━━━━━ EXTRACTED DATA ━━━━━

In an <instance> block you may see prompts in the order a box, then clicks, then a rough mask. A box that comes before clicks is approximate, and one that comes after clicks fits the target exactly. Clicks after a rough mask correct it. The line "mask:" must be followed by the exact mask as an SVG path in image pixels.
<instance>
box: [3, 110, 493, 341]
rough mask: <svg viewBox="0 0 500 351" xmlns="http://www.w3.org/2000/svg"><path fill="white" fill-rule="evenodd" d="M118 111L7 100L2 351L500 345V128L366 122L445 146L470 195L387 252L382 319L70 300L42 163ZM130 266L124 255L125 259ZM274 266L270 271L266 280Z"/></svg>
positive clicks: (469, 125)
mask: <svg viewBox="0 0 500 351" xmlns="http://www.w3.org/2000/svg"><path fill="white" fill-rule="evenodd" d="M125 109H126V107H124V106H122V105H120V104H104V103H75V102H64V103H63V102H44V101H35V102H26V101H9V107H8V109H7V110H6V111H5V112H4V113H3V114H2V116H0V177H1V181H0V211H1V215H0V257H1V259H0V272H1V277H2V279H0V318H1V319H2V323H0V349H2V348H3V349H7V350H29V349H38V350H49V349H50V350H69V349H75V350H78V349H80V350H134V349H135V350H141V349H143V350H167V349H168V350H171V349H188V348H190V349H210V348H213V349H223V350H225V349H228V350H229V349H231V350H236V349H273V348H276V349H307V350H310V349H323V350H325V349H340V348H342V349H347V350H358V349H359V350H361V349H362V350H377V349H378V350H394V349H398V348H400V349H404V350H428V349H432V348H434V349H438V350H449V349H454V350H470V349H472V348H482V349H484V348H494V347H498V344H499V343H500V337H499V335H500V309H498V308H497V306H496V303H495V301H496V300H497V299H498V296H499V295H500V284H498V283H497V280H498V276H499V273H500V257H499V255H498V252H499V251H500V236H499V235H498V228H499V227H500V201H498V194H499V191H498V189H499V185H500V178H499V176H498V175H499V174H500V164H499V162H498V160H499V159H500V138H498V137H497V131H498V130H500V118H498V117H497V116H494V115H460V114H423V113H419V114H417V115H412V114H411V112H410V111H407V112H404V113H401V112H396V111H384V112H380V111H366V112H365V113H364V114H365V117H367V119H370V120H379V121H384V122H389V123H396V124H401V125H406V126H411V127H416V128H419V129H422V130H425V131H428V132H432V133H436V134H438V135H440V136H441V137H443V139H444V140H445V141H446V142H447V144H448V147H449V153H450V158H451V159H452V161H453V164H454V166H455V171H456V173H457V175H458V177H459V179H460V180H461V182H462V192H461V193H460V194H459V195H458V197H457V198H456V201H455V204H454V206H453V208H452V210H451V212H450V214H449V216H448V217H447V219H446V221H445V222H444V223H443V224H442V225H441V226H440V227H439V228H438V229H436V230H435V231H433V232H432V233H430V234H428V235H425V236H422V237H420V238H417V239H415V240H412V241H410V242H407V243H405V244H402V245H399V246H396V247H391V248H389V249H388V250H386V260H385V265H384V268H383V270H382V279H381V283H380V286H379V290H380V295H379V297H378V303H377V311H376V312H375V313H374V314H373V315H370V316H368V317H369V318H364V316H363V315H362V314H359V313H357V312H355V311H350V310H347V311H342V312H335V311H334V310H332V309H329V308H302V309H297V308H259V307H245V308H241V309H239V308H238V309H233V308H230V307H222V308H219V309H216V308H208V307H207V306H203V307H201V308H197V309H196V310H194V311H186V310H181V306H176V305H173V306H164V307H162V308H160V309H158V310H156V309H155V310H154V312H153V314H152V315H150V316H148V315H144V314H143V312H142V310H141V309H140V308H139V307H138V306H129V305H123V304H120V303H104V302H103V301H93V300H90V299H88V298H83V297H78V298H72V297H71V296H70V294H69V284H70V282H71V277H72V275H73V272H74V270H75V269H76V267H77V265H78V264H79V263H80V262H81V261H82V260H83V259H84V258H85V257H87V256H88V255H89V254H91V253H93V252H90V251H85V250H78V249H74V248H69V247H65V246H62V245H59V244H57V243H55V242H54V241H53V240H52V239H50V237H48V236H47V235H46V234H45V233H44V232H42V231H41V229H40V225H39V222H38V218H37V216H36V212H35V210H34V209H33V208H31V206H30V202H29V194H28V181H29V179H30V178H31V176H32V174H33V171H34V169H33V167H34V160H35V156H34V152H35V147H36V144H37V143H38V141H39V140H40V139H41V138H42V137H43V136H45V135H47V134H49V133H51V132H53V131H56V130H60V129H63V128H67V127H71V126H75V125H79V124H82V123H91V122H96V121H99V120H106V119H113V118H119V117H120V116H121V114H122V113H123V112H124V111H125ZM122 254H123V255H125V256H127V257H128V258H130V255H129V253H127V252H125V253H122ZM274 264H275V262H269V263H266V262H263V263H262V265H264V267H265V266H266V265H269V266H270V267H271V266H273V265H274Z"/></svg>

━━━━━

DIRECTIVE:
Transcribe the data above line for line, keeping every character unchanged.

TASK RESULT:
In an <instance> block you may see prompts in the order a box, then clicks, then a rough mask. A box that comes before clicks is approximate, and one that comes after clicks fits the target exactly. Clicks after a rough mask correct it. The line "mask:" must be followed by the exact mask as an SVG path in image pixels.
<instance>
box: [3, 110, 493, 341]
rough mask: <svg viewBox="0 0 500 351" xmlns="http://www.w3.org/2000/svg"><path fill="white" fill-rule="evenodd" d="M118 111L7 100L2 351L500 345V128L366 122L445 146L470 195L387 252L382 319L70 300L42 163ZM130 266L124 255L125 259ZM274 266L270 271L266 280Z"/></svg>
positive clicks: (469, 125)
mask: <svg viewBox="0 0 500 351" xmlns="http://www.w3.org/2000/svg"><path fill="white" fill-rule="evenodd" d="M125 109H126V107H124V106H122V105H120V104H104V103H75V102H64V103H63V102H44V101H35V102H26V101H9V107H8V109H7V110H6V111H5V112H4V113H3V114H2V116H0V177H1V181H0V211H1V215H0V257H1V259H0V272H1V277H2V279H0V318H1V319H2V323H0V349H2V348H3V349H7V350H29V349H38V350H49V349H50V350H69V349H75V350H78V349H80V350H134V349H135V350H141V349H143V350H167V349H168V350H171V349H188V348H190V349H210V348H213V349H223V350H225V349H228V350H229V349H231V350H236V349H273V348H276V349H307V350H310V349H323V350H325V349H340V348H342V349H347V350H358V349H359V350H361V349H362V350H377V349H378V350H394V349H398V348H400V349H404V350H428V349H432V348H434V349H438V350H449V349H454V350H470V349H472V348H482V349H484V348H494V347H498V344H499V343H500V337H499V335H500V309H498V308H497V306H496V303H495V301H496V300H497V299H498V296H499V295H500V284H498V283H497V280H498V276H499V273H500V257H499V255H498V252H499V251H500V236H499V235H498V228H499V227H500V201H498V194H499V191H498V189H499V185H500V178H499V176H498V175H499V174H500V164H499V162H498V160H499V159H500V138H498V137H497V131H498V130H500V118H498V117H497V116H494V115H460V114H423V113H419V114H417V115H412V114H411V112H410V111H407V112H404V113H401V112H396V111H384V112H380V111H366V112H365V113H364V114H365V117H367V119H370V120H379V121H384V122H389V123H396V124H401V125H406V126H411V127H416V128H419V129H422V130H425V131H428V132H432V133H436V134H438V135H440V136H441V137H443V139H444V140H445V141H446V142H447V144H448V147H449V153H450V158H451V159H452V161H453V164H454V166H455V171H456V173H457V175H458V177H459V179H460V180H461V182H462V192H461V193H460V194H459V195H458V197H457V198H456V201H455V204H454V206H453V208H452V210H451V212H450V214H449V216H448V217H447V219H446V221H445V222H444V223H443V224H442V225H441V226H440V227H439V228H438V229H436V230H435V231H433V232H432V233H430V234H428V235H425V236H422V237H420V238H417V239H415V240H412V241H410V242H407V243H405V244H402V245H399V246H396V247H391V248H389V249H388V250H386V260H385V265H384V268H383V270H382V279H381V283H380V286H379V290H380V295H379V297H378V303H377V311H376V312H375V313H374V314H373V315H370V316H368V317H369V318H364V316H363V315H362V314H359V313H357V312H355V311H350V310H347V311H342V312H335V311H334V310H332V309H329V308H302V309H297V308H259V307H245V308H241V309H239V308H238V309H233V308H230V307H222V308H219V309H216V308H208V307H207V306H203V307H201V308H197V309H196V310H194V311H186V310H181V306H176V305H173V306H164V307H162V308H160V309H158V310H156V309H155V310H154V312H153V314H152V315H150V316H148V315H144V314H143V312H142V310H141V309H140V308H139V307H138V306H129V305H123V304H120V303H104V302H103V301H93V300H90V299H88V298H83V297H78V298H72V297H71V296H70V294H69V284H70V282H71V277H72V275H73V272H74V270H75V269H76V267H77V265H78V264H79V263H80V262H81V261H82V260H83V259H84V258H85V257H87V256H88V255H89V254H91V253H93V252H90V251H85V250H78V249H74V248H69V247H65V246H62V245H59V244H57V243H55V242H54V241H53V240H52V239H50V237H48V236H47V235H46V234H45V233H44V232H42V231H41V229H40V225H39V222H38V218H37V216H36V212H35V210H34V209H33V208H31V206H30V202H29V194H28V181H29V179H30V178H31V176H32V174H33V171H34V169H33V167H34V160H35V156H34V152H35V147H36V144H37V143H38V141H39V140H40V139H41V138H42V137H43V136H45V135H47V134H49V133H51V132H53V131H56V130H60V129H63V128H67V127H71V126H75V125H79V124H82V123H91V122H96V121H99V120H106V119H113V118H119V117H120V116H121V114H122V113H123V112H124V111H125ZM122 254H123V255H125V256H127V257H128V258H130V255H129V253H127V252H125V253H122ZM274 264H275V262H269V263H266V262H263V263H262V265H264V267H265V266H266V265H269V266H270V267H271V266H273V265H274Z"/></svg>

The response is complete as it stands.